= DATA TO USE =
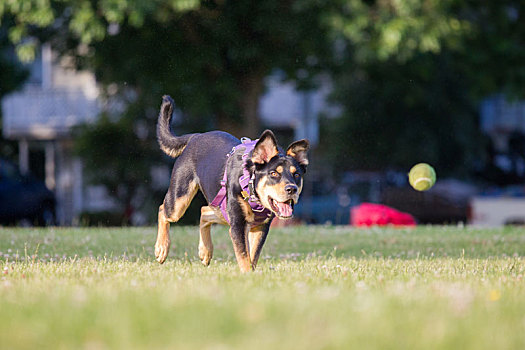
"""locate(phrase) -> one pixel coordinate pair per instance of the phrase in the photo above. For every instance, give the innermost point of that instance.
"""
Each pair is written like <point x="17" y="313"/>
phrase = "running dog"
<point x="246" y="184"/>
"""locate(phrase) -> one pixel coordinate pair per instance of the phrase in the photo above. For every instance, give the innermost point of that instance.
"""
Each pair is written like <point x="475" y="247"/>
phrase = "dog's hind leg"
<point x="208" y="217"/>
<point x="176" y="202"/>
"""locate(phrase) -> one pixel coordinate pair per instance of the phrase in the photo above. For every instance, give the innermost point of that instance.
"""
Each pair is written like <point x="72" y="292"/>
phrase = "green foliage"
<point x="119" y="159"/>
<point x="316" y="287"/>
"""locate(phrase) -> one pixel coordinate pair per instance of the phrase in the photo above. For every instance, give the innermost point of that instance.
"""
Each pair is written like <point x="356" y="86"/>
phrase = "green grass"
<point x="315" y="288"/>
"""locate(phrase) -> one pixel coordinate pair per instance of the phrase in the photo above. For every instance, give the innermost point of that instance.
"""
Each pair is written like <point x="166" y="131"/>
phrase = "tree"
<point x="417" y="100"/>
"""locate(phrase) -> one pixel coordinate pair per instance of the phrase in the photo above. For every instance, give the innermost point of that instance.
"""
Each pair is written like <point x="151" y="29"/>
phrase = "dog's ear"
<point x="298" y="150"/>
<point x="265" y="149"/>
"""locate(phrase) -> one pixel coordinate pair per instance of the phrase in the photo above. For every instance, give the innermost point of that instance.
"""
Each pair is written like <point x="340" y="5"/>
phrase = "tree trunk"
<point x="251" y="88"/>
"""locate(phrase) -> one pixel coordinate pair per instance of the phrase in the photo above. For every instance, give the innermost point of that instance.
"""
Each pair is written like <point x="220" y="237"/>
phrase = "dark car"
<point x="24" y="198"/>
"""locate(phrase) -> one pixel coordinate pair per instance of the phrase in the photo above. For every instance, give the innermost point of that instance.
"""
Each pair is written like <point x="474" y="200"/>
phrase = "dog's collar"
<point x="246" y="181"/>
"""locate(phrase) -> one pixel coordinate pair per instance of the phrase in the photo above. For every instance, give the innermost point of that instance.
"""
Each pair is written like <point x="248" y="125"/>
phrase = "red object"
<point x="370" y="214"/>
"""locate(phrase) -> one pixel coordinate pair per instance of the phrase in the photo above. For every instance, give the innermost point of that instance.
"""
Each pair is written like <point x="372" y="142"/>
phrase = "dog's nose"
<point x="290" y="189"/>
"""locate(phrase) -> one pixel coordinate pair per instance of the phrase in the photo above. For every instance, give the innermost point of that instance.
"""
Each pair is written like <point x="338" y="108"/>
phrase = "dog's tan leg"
<point x="241" y="249"/>
<point x="256" y="238"/>
<point x="208" y="217"/>
<point x="171" y="211"/>
<point x="162" y="246"/>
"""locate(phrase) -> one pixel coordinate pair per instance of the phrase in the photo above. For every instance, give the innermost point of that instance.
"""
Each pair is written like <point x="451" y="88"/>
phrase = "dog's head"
<point x="279" y="175"/>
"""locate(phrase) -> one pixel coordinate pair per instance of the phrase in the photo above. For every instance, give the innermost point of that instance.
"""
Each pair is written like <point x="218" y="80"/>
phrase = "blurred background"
<point x="376" y="86"/>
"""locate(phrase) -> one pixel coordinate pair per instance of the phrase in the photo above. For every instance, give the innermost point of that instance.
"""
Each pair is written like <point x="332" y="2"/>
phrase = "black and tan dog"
<point x="261" y="180"/>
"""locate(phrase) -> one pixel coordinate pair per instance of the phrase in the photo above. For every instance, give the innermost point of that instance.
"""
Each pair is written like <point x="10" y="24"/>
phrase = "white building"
<point x="56" y="98"/>
<point x="41" y="116"/>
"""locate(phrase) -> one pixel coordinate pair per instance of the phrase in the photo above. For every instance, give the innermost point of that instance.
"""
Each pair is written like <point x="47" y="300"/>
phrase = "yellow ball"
<point x="422" y="177"/>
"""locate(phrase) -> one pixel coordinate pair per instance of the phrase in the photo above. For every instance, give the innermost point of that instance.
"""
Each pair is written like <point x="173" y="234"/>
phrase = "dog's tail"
<point x="170" y="144"/>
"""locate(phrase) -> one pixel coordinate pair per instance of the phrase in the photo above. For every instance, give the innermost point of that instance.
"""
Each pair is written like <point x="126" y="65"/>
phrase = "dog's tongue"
<point x="285" y="209"/>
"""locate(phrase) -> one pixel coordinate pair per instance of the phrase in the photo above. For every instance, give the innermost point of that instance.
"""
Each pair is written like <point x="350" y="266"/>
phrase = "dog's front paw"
<point x="161" y="250"/>
<point x="205" y="254"/>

= TASK TO COMPLETE =
Make an exact copy of the whole listing, but don't bring over any pictures.

= WRITTEN SOLUTION =
"""locate(phrase) -> one pixel coordinate pair per instance of the phrase in the photo above. For every instance, give the innermost point of that instance.
"""
Each pair is written like <point x="17" y="313"/>
phrase = "running dog"
<point x="246" y="184"/>
"""locate(phrase) -> one pixel coordinate pair per instance of the phrase in the photo above. For every instance, give the innermost point of that instance.
"""
Each pair is written like <point x="475" y="247"/>
phrase = "dog's hind leg"
<point x="208" y="217"/>
<point x="176" y="202"/>
"""locate(phrase) -> one pixel coordinate pair per instance of the phrase in the photo above. For every instance, give the innermost point of that instance.
"""
Each pair is written like <point x="72" y="292"/>
phrase = "green foliage"
<point x="119" y="159"/>
<point x="316" y="287"/>
"""locate(phrase) -> one pixel coordinate pair per instance of the phrase in the photo above. For every instance, give the innermost point of that instance.
"""
Each pair is written like <point x="356" y="86"/>
phrase = "green grass"
<point x="315" y="288"/>
"""locate(phrase) -> one pixel coordinate pair per instance of the phrase in the photo above. For every instance, give the innermost point of that instance.
"""
Each pair is written like <point x="166" y="131"/>
phrase = "tree"
<point x="417" y="100"/>
"""locate(phrase) -> one pixel coordinate pair per instance of the phrase in the photo above. For every instance, give the innermost point of that instance.
"""
Each pair is written like <point x="151" y="29"/>
phrase = "dog's ear"
<point x="298" y="150"/>
<point x="265" y="149"/>
"""locate(phrase) -> one pixel coordinate pair per instance of the phrase in the photo above. For every instance, give the innermost point of that instance.
"""
Each pair is written like <point x="340" y="5"/>
phrase = "tree trunk"
<point x="251" y="88"/>
"""locate(phrase) -> one pixel coordinate pair per instance of the phrase in the photo above. For every instance, give the innermost point of that instance.
"""
Each pair is written like <point x="220" y="237"/>
phrase = "dark car"
<point x="24" y="198"/>
"""locate(phrase) -> one pixel coordinate pair per instance of the phrase in the photo above. For every instance, give the innermost point of that instance.
"""
Each pair is written like <point x="474" y="200"/>
phrase = "dog's collar"
<point x="246" y="181"/>
"""locate(phrase) -> one pixel coordinate pair per instance of the phrase in the photo above. For every instance, give the innermost point of that instance.
"""
Each pair is written like <point x="248" y="125"/>
phrase = "red object"
<point x="370" y="214"/>
"""locate(phrase) -> one pixel coordinate pair per instance of the phrase in the photo above. For every instance, give the innermost point of that instance.
"""
Each pair is written like <point x="372" y="142"/>
phrase = "dog's nose"
<point x="290" y="189"/>
"""locate(phrase) -> one pixel coordinate pair per instance of the phrase in the photo above. For every instance, give the innermost point of that instance.
"""
Each pair is written like <point x="338" y="108"/>
phrase = "dog's tan leg"
<point x="241" y="249"/>
<point x="256" y="238"/>
<point x="208" y="217"/>
<point x="171" y="211"/>
<point x="162" y="246"/>
"""locate(phrase) -> one pixel coordinate pair per instance of the phrase in the photo above. For every instance, give the innermost point of that instance.
"""
Each pair is written like <point x="451" y="88"/>
phrase = "dog's head"
<point x="279" y="175"/>
"""locate(phrase) -> one pixel coordinate pair per instance of the phrase in the photo above. For every instance, give the innermost point of that instance.
"""
Each pair is written like <point x="218" y="80"/>
phrase = "blurred background"
<point x="376" y="86"/>
"""locate(phrase) -> one pixel coordinate pair per instance of the phrase in the photo above. For every instance, give the innermost point of that instance.
"""
Each pair is written like <point x="332" y="2"/>
phrase = "black and tan dog"
<point x="261" y="180"/>
"""locate(phrase) -> one pixel coordinate pair per instance of the phrase in the photo above. For every instance, give the innermost point of that instance.
"""
Each pair is written like <point x="10" y="24"/>
phrase = "white building"
<point x="56" y="98"/>
<point x="41" y="116"/>
"""locate(phrase) -> one pixel coordinate pair per instance of the phrase in the photo above. For every instance, give the innermost point of that instance.
"""
Each pair is written like <point x="47" y="300"/>
phrase = "yellow ball"
<point x="422" y="177"/>
"""locate(phrase) -> one pixel coordinate pair per instance of the phrase in the photo above. For every instance, give the innermost point of that instance.
"""
Each pair is written like <point x="173" y="234"/>
phrase = "dog's tail"
<point x="170" y="144"/>
"""locate(phrase) -> one pixel coordinate pair per instance of the phrase in the photo above. For every instance, give the innermost point of that instance.
"""
Each pair is written like <point x="126" y="65"/>
phrase = "dog's tongue"
<point x="285" y="209"/>
"""locate(phrase) -> one pixel coordinate pair per instance of the phrase in the photo above. For every instance, give the innermost point of that instance.
"""
Each pair is written like <point x="350" y="266"/>
phrase = "dog's front paw"
<point x="161" y="250"/>
<point x="205" y="254"/>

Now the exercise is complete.